WORK INSTRUCTIONS -
Copy the listing word for word, beginning with the line that contains "TARGET = hanging light bulb" and continuing through its final line.

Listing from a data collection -

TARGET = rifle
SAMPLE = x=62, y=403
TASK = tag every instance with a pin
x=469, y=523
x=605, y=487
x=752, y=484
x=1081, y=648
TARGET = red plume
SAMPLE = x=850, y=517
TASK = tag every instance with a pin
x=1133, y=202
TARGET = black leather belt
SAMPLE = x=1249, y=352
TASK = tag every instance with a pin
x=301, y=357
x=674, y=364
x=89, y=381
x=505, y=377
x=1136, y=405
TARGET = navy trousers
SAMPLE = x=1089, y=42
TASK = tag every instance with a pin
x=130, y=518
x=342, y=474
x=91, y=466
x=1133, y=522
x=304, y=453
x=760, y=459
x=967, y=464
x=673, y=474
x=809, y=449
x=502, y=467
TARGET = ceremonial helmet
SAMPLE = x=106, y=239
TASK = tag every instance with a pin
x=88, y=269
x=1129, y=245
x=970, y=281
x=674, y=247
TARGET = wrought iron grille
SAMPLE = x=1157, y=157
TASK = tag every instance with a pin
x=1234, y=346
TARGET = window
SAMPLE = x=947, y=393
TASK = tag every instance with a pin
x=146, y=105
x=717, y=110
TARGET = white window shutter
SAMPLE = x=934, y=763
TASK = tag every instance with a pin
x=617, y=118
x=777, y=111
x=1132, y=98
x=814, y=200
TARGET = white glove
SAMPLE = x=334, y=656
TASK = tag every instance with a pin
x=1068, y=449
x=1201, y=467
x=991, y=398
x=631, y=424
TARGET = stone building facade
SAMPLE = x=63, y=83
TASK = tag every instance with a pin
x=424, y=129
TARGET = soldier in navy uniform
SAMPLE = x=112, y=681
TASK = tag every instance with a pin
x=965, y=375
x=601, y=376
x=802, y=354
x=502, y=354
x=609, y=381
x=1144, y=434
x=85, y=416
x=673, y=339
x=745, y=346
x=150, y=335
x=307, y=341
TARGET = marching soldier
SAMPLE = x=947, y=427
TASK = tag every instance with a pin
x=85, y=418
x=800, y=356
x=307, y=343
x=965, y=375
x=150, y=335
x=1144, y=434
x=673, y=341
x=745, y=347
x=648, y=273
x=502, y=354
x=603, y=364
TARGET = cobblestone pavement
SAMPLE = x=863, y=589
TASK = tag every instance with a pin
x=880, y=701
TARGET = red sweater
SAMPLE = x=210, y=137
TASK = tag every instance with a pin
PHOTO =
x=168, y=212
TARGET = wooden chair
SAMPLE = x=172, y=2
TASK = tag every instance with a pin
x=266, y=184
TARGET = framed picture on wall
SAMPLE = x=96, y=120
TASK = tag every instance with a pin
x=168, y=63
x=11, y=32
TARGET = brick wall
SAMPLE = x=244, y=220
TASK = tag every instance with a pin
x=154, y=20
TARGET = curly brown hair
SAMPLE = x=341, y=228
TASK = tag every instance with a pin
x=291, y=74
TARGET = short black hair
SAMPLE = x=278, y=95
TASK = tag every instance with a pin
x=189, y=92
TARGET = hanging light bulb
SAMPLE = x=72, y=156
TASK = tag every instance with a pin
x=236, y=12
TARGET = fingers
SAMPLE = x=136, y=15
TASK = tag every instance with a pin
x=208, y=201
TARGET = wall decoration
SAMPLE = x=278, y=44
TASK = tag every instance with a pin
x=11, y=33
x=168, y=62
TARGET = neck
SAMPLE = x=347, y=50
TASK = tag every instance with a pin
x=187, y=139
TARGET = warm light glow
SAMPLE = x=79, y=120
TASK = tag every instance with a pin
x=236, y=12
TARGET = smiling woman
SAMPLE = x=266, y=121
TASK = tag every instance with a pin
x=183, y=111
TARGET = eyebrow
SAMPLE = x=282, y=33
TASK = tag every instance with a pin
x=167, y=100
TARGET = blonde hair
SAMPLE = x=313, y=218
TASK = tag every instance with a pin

COMPLETED TASK -
TARGET = hanging light bulb
SAMPLE = x=72, y=156
TASK = tag every instance with a pin
x=236, y=12
TARGET = fingers
SAMPLE = x=136, y=15
TASK = tag every instance with a pin
x=208, y=201
TARGET = wall decoration
SAMPLE = x=278, y=44
TASK = tag every instance with a pin
x=11, y=33
x=168, y=62
TARGET = neck
SAMPLE = x=347, y=50
TASK = tag every instance with a pin
x=187, y=139
TARGET = warm light glow
SAMPLE = x=79, y=120
TASK = tag every instance with a pin
x=236, y=12
TARGET = smiling woman
SAMPLE = x=266, y=121
TASK = tag every instance with a pin
x=183, y=111
TARGET = eyebrow
SAMPLE = x=282, y=33
TASK = tag every instance with a pin
x=167, y=100
TARGET = blonde hair
SAMPLE = x=313, y=218
TASK = tag every instance with a pin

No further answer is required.